In den Tiefenschichten würden Neuronen nicht nur parallel, sondern
hintereinander geschaltet. Sie würden auf jeder Ebene einzeln trainiert.
Zusätzlich würden Markov-Ketten benutzt. Mehrfach wird Jürgen
Schmidhuber (*1963) erwähnt, ein Münchner Informatiker, der in Lugano lehrt.
Auch er arbeite an einem digitalen Weltmodell.
Künstlicher Politiker und gelenkte Gesellschaft
Ein weiteres Projekt ihrer Mitarbeiter besteht darin, einen
künstlichen Politiker zu bauen (Ai genannt). Er soll darauf trainiert werden
politische Unfälle zu verhindern. So soll er die Franzosen davon abbringen,
Marine Le Pen zu wählen. Das soll geschehen, indem entsprechende Nachrichten
erzeugt und im Netz verbreitet werden. Hofstetter gibt zu, dass wir nicht
wissen, was die Digitalisierung alles bewirkt. Sie glaubt, dass die aus der
Biologie bekannte Selbstregulierung komplexer Systeme zu unsicher ist. Wer die
Demokratie retten will, muss daher eine algorithmische Kontrolle zulassen und
vorsehen. Jedenfalls wäre eine Lenkung durch Algorithmen billiger als die
klassische Demokratie. Auch hätte sie Vorteile bezüglich ihrer Bequemlichkeit.

### Gespeicherte Einträge
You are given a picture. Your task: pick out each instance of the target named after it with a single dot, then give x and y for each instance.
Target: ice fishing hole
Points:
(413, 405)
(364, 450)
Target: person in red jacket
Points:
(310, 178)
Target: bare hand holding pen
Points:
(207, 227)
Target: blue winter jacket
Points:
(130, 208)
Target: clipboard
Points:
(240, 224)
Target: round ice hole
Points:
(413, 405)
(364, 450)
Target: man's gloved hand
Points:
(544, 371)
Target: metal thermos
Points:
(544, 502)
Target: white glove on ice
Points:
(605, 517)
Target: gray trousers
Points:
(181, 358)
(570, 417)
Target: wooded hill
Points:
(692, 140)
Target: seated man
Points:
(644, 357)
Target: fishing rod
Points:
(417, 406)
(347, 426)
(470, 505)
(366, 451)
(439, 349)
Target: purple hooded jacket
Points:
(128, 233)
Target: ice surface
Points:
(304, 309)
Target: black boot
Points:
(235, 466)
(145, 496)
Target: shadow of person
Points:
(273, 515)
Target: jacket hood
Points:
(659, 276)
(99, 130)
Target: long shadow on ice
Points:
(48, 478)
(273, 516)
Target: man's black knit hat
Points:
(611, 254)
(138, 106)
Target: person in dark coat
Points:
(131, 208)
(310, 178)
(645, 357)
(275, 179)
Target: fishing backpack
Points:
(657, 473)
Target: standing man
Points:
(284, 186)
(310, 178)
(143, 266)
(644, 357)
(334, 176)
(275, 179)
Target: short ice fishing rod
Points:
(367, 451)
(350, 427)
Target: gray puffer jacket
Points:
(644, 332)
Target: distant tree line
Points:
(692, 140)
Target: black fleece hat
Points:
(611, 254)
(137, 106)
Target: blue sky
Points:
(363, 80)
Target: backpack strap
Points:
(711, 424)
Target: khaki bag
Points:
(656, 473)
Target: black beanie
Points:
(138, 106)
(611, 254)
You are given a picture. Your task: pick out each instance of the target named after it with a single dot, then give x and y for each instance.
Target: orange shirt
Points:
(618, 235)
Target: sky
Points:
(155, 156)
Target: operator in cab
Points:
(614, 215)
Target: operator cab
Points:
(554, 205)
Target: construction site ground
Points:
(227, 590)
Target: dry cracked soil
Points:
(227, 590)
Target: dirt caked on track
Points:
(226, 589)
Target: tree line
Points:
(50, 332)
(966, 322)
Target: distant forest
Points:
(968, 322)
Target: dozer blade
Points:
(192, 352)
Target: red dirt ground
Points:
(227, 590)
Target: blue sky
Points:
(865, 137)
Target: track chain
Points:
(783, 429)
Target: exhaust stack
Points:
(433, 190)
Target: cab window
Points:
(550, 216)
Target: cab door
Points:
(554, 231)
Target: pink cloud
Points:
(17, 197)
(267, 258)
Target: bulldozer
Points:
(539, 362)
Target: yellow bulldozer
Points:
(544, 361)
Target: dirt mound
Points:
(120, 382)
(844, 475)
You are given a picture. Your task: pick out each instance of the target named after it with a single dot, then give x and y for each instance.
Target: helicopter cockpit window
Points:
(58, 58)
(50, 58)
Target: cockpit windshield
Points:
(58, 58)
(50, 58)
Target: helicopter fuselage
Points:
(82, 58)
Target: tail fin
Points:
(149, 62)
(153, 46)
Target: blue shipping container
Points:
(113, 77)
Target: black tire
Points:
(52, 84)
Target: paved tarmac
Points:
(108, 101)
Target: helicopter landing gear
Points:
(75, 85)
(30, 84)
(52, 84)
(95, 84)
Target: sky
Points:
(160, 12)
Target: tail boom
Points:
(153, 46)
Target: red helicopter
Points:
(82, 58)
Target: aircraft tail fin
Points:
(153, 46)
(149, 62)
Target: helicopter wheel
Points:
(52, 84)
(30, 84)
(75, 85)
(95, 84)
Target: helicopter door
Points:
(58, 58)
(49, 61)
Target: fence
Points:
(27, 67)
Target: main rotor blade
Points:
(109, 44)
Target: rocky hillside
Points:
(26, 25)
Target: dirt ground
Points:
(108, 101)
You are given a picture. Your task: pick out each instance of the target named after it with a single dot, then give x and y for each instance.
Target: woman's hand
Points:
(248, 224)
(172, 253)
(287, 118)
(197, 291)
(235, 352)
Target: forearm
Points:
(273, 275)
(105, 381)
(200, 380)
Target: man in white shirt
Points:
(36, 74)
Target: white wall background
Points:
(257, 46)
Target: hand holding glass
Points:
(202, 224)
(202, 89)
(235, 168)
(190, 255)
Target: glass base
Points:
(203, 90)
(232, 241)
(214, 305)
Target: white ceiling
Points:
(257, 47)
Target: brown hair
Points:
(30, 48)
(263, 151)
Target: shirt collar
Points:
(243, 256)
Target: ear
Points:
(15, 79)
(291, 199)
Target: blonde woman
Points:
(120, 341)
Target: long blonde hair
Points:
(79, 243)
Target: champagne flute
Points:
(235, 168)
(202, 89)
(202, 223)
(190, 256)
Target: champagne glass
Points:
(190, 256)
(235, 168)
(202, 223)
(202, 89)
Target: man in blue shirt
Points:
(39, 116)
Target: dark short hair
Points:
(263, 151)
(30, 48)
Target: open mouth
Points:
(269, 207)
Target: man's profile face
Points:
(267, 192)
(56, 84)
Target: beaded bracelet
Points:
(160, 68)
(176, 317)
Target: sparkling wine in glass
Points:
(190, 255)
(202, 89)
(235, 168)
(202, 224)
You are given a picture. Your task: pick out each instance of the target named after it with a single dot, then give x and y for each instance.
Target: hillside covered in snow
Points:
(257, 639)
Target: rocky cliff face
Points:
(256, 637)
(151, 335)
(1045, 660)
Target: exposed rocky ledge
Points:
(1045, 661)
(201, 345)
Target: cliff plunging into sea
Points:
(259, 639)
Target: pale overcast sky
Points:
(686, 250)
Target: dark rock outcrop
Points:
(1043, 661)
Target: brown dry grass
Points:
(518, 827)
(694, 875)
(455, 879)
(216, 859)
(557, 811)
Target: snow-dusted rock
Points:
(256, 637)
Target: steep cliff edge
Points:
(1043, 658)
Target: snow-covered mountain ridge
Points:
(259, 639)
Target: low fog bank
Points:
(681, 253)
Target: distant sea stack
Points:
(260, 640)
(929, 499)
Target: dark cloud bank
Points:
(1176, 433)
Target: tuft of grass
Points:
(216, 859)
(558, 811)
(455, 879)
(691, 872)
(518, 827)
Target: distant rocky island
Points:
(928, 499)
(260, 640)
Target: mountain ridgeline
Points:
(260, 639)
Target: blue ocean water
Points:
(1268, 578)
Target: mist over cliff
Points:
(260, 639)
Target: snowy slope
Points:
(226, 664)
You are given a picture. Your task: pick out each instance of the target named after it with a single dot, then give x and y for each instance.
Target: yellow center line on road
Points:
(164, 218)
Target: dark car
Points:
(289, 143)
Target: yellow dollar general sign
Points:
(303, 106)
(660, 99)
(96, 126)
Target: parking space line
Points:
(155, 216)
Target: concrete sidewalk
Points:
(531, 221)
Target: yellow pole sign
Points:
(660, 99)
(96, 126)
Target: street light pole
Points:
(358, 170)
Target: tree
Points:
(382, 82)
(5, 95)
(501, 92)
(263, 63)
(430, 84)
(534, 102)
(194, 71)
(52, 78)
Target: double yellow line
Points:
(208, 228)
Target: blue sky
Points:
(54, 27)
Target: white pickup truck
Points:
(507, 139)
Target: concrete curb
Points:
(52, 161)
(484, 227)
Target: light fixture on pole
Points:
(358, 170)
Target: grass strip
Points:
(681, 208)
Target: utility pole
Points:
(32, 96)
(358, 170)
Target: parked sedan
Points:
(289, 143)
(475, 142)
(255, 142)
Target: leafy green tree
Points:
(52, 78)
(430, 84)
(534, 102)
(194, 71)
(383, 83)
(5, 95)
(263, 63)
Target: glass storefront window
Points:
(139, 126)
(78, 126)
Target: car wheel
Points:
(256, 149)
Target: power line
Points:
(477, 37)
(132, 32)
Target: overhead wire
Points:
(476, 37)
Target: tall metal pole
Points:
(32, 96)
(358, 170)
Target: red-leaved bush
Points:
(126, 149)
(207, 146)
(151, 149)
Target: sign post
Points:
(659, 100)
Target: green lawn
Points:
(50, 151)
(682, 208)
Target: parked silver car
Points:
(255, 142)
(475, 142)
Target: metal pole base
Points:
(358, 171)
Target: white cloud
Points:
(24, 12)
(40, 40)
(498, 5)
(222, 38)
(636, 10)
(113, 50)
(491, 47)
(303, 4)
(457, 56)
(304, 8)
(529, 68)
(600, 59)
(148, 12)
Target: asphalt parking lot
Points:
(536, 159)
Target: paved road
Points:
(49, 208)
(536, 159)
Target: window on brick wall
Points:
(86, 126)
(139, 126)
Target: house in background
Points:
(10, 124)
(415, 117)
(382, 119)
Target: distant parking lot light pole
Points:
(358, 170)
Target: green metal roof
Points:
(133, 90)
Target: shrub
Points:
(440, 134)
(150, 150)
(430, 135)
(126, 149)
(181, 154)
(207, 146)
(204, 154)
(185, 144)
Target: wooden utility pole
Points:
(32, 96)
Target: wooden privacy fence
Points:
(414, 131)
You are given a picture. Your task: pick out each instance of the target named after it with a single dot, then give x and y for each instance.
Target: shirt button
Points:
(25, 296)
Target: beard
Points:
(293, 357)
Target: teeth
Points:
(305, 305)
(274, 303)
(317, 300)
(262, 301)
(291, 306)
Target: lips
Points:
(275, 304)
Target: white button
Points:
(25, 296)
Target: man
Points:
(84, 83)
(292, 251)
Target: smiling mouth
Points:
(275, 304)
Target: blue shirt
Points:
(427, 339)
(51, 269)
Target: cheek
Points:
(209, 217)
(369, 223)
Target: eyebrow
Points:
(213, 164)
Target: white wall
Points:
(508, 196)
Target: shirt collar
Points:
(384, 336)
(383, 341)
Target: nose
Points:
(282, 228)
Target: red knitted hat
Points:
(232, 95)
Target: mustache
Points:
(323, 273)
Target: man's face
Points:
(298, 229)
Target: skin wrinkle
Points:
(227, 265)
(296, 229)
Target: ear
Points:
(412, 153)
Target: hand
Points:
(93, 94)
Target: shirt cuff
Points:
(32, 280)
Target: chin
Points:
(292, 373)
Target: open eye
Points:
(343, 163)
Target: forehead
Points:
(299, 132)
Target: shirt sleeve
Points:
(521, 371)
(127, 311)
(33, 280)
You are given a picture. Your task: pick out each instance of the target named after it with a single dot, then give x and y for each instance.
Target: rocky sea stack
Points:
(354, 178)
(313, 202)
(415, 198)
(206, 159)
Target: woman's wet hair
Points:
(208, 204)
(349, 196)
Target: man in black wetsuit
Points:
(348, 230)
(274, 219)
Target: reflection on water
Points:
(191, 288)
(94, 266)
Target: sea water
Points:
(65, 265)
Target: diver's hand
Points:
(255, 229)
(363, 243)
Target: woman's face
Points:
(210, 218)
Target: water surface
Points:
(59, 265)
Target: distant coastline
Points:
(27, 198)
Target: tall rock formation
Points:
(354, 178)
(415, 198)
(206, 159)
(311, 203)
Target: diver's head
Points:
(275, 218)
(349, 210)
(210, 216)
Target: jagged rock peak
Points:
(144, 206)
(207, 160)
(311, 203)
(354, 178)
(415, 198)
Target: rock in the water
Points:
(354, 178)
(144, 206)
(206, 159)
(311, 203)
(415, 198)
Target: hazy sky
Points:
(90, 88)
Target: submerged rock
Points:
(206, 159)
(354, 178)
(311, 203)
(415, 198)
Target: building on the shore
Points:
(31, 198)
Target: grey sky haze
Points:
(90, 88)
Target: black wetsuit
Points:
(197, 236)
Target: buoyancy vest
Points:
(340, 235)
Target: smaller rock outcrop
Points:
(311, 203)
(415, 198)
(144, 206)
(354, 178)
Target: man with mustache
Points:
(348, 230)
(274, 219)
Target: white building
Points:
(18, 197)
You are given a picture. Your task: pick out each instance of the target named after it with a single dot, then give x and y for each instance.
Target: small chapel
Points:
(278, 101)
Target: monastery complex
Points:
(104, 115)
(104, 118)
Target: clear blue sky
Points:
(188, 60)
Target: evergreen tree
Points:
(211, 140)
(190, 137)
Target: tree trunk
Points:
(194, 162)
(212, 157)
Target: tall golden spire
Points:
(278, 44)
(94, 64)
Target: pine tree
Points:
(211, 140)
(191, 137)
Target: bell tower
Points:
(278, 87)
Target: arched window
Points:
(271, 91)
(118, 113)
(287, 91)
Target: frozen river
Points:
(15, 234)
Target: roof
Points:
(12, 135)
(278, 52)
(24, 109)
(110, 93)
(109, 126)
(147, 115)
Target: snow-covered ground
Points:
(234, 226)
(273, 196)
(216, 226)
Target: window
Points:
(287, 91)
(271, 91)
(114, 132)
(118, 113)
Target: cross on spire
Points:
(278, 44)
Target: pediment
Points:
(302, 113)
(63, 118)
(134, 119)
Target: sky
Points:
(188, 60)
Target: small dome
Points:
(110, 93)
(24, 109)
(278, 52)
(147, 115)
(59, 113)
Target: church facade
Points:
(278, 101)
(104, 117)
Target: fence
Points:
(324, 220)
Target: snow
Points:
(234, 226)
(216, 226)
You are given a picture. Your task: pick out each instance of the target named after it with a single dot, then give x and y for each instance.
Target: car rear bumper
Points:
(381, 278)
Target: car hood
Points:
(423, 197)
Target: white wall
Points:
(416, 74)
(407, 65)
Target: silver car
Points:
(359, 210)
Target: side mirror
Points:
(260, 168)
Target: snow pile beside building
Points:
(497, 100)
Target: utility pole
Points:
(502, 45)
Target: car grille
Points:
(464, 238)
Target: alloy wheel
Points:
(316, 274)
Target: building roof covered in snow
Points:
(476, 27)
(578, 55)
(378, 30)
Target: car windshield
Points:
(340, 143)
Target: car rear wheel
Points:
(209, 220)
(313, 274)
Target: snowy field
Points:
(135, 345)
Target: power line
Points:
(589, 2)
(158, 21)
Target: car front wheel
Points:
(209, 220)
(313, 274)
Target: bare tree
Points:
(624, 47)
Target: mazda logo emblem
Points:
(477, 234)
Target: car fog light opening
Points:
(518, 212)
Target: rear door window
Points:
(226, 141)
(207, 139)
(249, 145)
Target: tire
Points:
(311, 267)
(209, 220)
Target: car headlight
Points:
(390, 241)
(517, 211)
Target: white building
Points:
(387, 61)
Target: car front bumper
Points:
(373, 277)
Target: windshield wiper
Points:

### MATERIAL ERKUNDEN
A) Gib aus dem Textauszug alles von „Zusätzlich würden Markov-Ketten“ bis hin zu „einem digitalen Weltmodell.“ wortgetreu wieder.
B) Fasse den Absatz im Textauszug, der mit „Ein weiteres Projekt ihrer Mitarbeiter“ beginnt, als kurze Stichpunktliste zusammen und behalte dabei die wichtigsten Fakten.
Die Daten sind eigenständiges Material und gehören nicht zum Textauszug.

### ANTWORTEN JE AUFGABE
A)
Zusätzlich würden Markov-Ketten benutzt. Mehrfach wird Jürgen
Schmidhuber (*1963) erwähnt, ein Münchner Informatiker, der in Lugano lehrt.
Auch er arbeite an einem digitalen Weltmodell.

B)
- Ein weiteres Projekt ist der Bau eines künstlichen Politikers, Ai genannt.
- Er soll darauf trainiert werden, politische Unfälle zu verhindern, etwa die Franzosen davon abzubringen, Marine Le Pen zu wählen.
- Dazu sollen passende Nachrichten erzeugt und im Netz verbreitet werden.
- Hofstetter räumt ein, dass wir nicht wissen, was die Digitalisierung alles bewirkt.
- Die aus der Biologie bekannte Selbstregulierung komplexer Systeme hält sie für zu unsicher.
- Wer die Demokratie retten will, muss daher algorithmische Kontrolle zulassen und vorsehen.
- Eine Lenkung durch Algorithmen wäre billiger als die klassische Demokratie und hätte Vorteile bei der Bequemlichkeit.